> **The exercise**
Can you change every "Target" in the records below to "Object", keeping everything else the same and leaving the pictures out of your answer?

==== Record set

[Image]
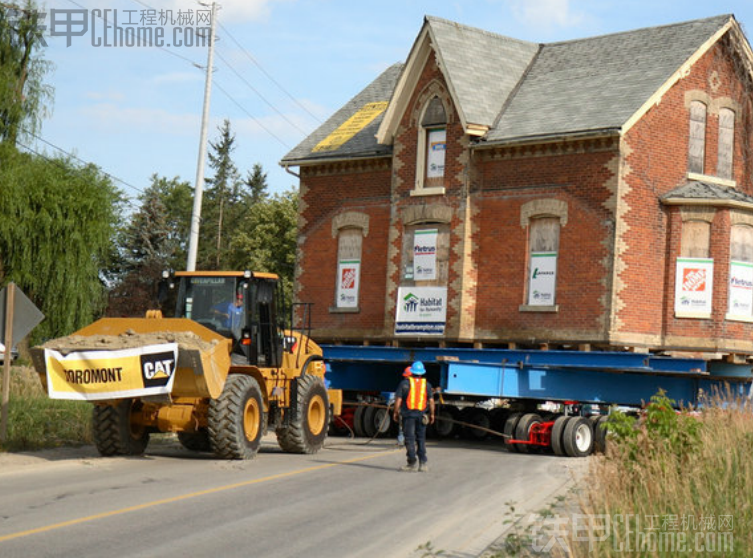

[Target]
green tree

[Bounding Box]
[228,190,298,300]
[0,144,122,340]
[0,0,52,145]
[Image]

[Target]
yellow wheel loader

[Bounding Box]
[32,271,342,459]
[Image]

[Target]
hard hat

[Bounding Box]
[410,360,426,376]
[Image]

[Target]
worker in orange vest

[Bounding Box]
[393,361,434,472]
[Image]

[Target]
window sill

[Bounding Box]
[329,306,361,314]
[410,186,445,197]
[688,172,737,188]
[724,314,753,324]
[675,312,711,320]
[518,304,560,313]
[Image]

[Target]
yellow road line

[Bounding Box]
[0,450,403,543]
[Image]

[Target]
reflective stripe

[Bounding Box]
[405,378,426,411]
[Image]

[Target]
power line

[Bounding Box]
[217,52,308,136]
[214,80,292,150]
[217,20,322,124]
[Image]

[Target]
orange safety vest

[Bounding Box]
[405,378,426,411]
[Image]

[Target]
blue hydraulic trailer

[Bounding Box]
[322,345,751,462]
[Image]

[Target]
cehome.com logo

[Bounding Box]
[403,293,419,312]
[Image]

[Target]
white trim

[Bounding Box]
[688,172,737,188]
[622,17,735,134]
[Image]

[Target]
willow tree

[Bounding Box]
[0,145,121,340]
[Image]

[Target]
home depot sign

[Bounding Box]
[675,258,714,316]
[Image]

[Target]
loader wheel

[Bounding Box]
[207,374,264,459]
[92,399,149,457]
[276,374,329,453]
[178,428,212,451]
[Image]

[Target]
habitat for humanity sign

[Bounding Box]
[395,287,447,335]
[675,258,714,315]
[44,343,178,401]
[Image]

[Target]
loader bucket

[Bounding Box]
[31,318,232,400]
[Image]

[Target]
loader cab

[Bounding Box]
[174,271,285,368]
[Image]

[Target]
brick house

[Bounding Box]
[281,15,753,355]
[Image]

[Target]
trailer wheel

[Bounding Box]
[178,428,212,451]
[591,415,609,453]
[353,403,368,438]
[460,407,492,440]
[515,413,542,453]
[92,399,149,457]
[503,413,523,453]
[207,374,264,459]
[550,415,571,457]
[562,417,594,457]
[276,374,330,453]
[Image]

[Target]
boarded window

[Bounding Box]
[680,221,711,258]
[688,101,706,174]
[716,108,735,179]
[335,228,363,308]
[528,217,560,306]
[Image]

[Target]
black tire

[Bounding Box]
[207,374,264,459]
[503,413,523,453]
[353,403,368,438]
[591,415,609,453]
[276,374,330,453]
[515,413,542,453]
[562,417,594,457]
[92,399,149,457]
[550,415,570,457]
[429,406,459,439]
[178,428,212,451]
[460,407,492,441]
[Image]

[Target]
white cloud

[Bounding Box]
[510,0,585,27]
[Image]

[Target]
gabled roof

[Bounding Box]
[486,15,732,142]
[282,15,753,165]
[282,64,403,166]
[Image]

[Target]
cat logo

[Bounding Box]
[141,352,175,387]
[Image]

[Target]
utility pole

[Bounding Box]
[186,2,217,271]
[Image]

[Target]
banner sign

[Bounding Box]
[44,343,178,401]
[395,287,447,335]
[336,260,361,308]
[528,252,557,306]
[413,229,439,281]
[426,129,447,178]
[675,258,714,314]
[728,261,753,317]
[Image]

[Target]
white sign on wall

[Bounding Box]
[395,287,447,335]
[727,261,753,317]
[528,252,557,306]
[675,258,714,315]
[413,229,439,281]
[336,260,361,308]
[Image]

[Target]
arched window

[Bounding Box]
[416,97,447,193]
[716,108,735,180]
[688,101,706,174]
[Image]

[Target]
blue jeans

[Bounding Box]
[403,416,428,465]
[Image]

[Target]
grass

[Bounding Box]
[0,366,92,452]
[569,394,753,558]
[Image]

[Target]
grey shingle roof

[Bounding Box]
[487,15,731,142]
[282,64,403,165]
[661,180,753,205]
[426,17,539,127]
[282,15,732,165]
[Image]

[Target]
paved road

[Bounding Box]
[0,437,583,558]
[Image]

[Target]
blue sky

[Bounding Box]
[30,0,753,206]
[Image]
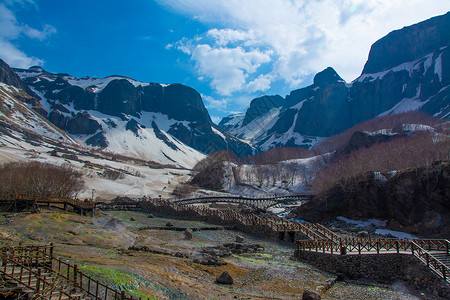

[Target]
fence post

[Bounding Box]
[73,265,78,287]
[442,265,447,281]
[37,269,41,292]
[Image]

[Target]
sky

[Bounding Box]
[0,0,450,122]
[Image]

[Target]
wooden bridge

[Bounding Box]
[171,194,312,211]
[0,194,95,215]
[143,199,450,283]
[0,245,138,300]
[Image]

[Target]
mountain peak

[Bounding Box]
[362,12,450,74]
[314,67,344,86]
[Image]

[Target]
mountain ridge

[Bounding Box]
[219,12,450,151]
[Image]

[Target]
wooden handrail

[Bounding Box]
[0,245,138,300]
[411,240,450,283]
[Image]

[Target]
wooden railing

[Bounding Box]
[0,245,138,300]
[144,199,450,281]
[0,194,95,209]
[411,240,450,283]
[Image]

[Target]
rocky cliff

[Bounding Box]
[220,13,450,150]
[296,161,450,237]
[2,64,253,163]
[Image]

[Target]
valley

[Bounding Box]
[0,209,422,299]
[0,6,450,299]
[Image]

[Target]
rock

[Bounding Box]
[184,228,194,240]
[216,270,234,284]
[236,235,245,243]
[302,290,322,300]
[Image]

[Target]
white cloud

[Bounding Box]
[0,38,44,69]
[186,44,271,95]
[211,116,222,124]
[202,95,230,111]
[159,0,450,94]
[206,28,256,47]
[0,1,56,68]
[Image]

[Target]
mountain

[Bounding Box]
[1,62,253,167]
[219,13,450,150]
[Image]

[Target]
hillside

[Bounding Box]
[219,13,450,150]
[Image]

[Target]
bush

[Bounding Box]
[0,161,85,198]
[312,132,450,194]
[102,169,125,180]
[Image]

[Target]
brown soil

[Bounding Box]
[0,210,422,299]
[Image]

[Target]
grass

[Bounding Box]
[76,265,156,299]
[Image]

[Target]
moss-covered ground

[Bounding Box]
[0,210,422,300]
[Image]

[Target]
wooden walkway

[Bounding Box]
[0,194,95,215]
[142,198,450,283]
[0,245,140,300]
[170,194,312,211]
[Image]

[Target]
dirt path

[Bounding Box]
[0,210,413,299]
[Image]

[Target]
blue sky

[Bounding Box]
[0,0,450,122]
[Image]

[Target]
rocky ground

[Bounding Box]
[0,210,422,300]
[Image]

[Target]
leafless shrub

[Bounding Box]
[312,132,450,194]
[0,161,84,198]
[172,183,196,197]
[102,169,125,180]
[238,147,316,165]
[314,111,443,153]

========

> **Written solution**
[Image]

[Object]
green tree

[Bounding Box]
[228,190,298,300]
[0,144,122,340]
[0,0,52,145]
[Image]

[Object]
yellow wheel loader

[Bounding Box]
[32,271,342,459]
[Image]

[Object]
hard hat

[Bounding Box]
[410,360,426,376]
[Image]

[Object]
worker in orange vest

[Bounding Box]
[393,361,434,472]
[Image]

[Object]
window sill

[Bounding Box]
[329,306,361,314]
[410,186,445,197]
[688,172,737,188]
[724,314,753,324]
[675,312,711,320]
[518,304,560,313]
[Image]

[Object]
yellow road line

[Bounding Box]
[0,450,403,543]
[Image]

[Object]
reflective stripe

[Bounding Box]
[405,378,426,411]
[Image]

[Object]
power line

[Bounding Box]
[217,52,308,136]
[214,80,292,150]
[217,20,322,124]
[Image]

[Object]
orange safety vest

[Bounding Box]
[405,378,426,411]
[Image]

[Object]
blue hydraulic trailer

[Bounding Box]
[322,345,751,462]
[Image]

[Object]
cehome.com logo

[Bounding Box]
[403,293,419,312]
[Image]

[Object]
white trim

[Bounding Box]
[688,172,737,188]
[622,17,735,134]
[Image]

[Object]
willow tree

[Bounding Box]
[0,145,121,340]
[Image]

[Object]
home depot sign

[Bounding Box]
[675,258,714,316]
[Image]

[Object]
loader wheel

[Bounding Box]
[207,374,264,459]
[92,399,149,457]
[276,374,329,453]
[178,428,212,451]
[Image]

[Object]
habitat for humanity sign

[Bounding Box]
[395,287,447,335]
[675,258,714,315]
[44,343,178,401]
[Image]

[Object]
loader bucket

[Bounding Box]
[31,318,232,400]
[Image]

[Object]
loader cab

[Bounding Box]
[174,271,285,368]
[Image]

[Object]
brick house

[Bounding Box]
[281,15,753,355]
[Image]

[Object]
trailer wheel

[Bounding Box]
[178,428,212,451]
[591,415,609,453]
[353,403,368,438]
[460,407,492,440]
[515,413,542,453]
[92,399,149,457]
[503,413,523,453]
[207,374,264,459]
[550,415,571,457]
[562,417,594,457]
[276,374,330,453]
[Image]

[Object]
boarded window

[Bounding Box]
[680,221,711,258]
[688,101,706,174]
[716,108,735,179]
[335,228,363,308]
[528,217,560,306]
[Image]

[Object]
black tire

[Bounding Box]
[207,374,264,459]
[503,413,523,453]
[353,403,368,438]
[591,415,609,453]
[276,374,330,453]
[515,413,542,453]
[562,417,594,457]
[92,399,149,457]
[550,415,570,457]
[429,406,459,439]
[178,428,212,451]
[460,407,492,441]
[Image]

[Object]
white cloud

[Bounding Box]
[510,0,585,27]
[Image]

[Object]
gabled roof

[Bounding Box]
[486,15,732,142]
[282,15,753,165]
[282,64,403,166]
[Image]

[Object]
cat logo

[Bounding Box]
[141,352,175,387]
[Image]

[Object]
utility pole

[Bounding Box]
[186,2,217,271]
[Image]

[Object]
banner sign

[Bounding Box]
[44,343,178,401]
[395,287,447,335]
[336,260,361,308]
[528,252,557,306]
[413,229,439,281]
[426,129,447,178]
[675,258,714,314]
[728,261,753,317]
[Image]

[Object]
white sign on wall

[Bounding Box]
[395,287,447,335]
[727,261,753,317]
[528,252,557,306]
[675,258,714,315]
[413,229,439,281]
[336,260,361,308]
[Image]

[Object]
arched window

[Bounding Box]
[416,97,447,193]
[716,108,735,180]
[688,101,706,174]
[Image]

[Object]
blue jeans

[Bounding Box]
[403,416,428,465]
[Image]

[Object]
grass

[Bounding Box]
[0,366,92,452]
[569,394,753,558]
[Image]

[Object]
grey shingle roof

[Bounding Box]
[487,15,731,142]
[282,64,403,165]
[661,180,753,205]
[426,17,539,127]
[282,15,732,165]
[Image]

[Object]
paved road

[Bounding Box]
[0,437,583,558]
[Image]

[Object]
blue sky

[Bounding Box]
[30,0,753,206]
[Image]

[Object]
fence post

[Bounding Box]
[73,265,78,287]
[442,265,447,281]
[37,269,41,292]
[Image]

[Object]
sky

[Bounding Box]
[0,0,450,122]
[Image]

[Object]
wooden bridge

[Bounding Box]
[171,194,312,211]
[0,194,95,215]
[143,199,450,283]
[0,245,138,300]
[Image]

[Object]
mountain peak

[Bounding Box]
[362,12,450,74]
[314,67,344,86]
[Image]

[Object]
mountain ridge

[Bounding Box]
[219,12,450,151]
[Image]

[Object]
wooden handrail

[Bounding Box]
[0,245,138,300]
[411,240,450,283]
[Image]

[Object]
wooden railing

[Bounding Box]
[0,245,138,300]
[144,199,450,281]
[0,194,95,209]
[411,240,450,283]
[Image]

[Object]
rocky cliff

[Bounding Box]
[220,13,450,150]
[296,161,450,237]
[2,64,253,163]
[Image]

[Object]
valley

[Bounding Box]
[0,209,422,299]
[0,6,450,299]
[Image]

[Object]
rock

[Bounding Box]
[184,228,194,240]
[216,270,234,284]
[236,235,245,243]
[302,290,322,300]
[Image]

[Object]
white cloud

[Bounding Box]
[0,38,44,69]
[186,44,271,95]
[211,116,222,124]
[202,95,230,111]
[159,0,450,94]
[206,28,256,47]
[0,1,56,68]
[Image]

[Object]
mountain

[Bounding Box]
[1,62,253,167]
[219,13,450,150]
[Image]

[Object]
hillside

[Bounding Box]
[219,13,450,150]
[Image]

[Object]
bush

[Bounding Box]
[0,161,85,198]
[312,132,450,194]
[102,169,125,180]
[Image]

[Object]
brown soil

[Bounding Box]
[0,210,422,299]
[Image]

[Object]
grass

[Bounding Box]
[76,265,156,299]
[Image]

[Object]
moss-covered ground

[Bounding Box]
[0,210,422,300]
[Image]

[Object]
wooden walkway

[Bounding Box]
[0,194,95,215]
[142,198,450,283]
[0,245,140,300]
[170,194,312,211]
[Image]

[Object]
dirt path

[Bounding Box]
[0,210,413,299]
[Image]

[Object]
blue sky

[Bounding Box]
[0,0,450,122]
[Image]

[Object]
rocky ground

[Bounding Box]
[0,210,422,300]
[Image]

[Object]
leafless shrub

[Bounding Box]
[312,132,450,194]
[0,161,84,198]
[172,183,196,197]
[102,169,125,180]
[238,147,316,165]
[314,111,443,153]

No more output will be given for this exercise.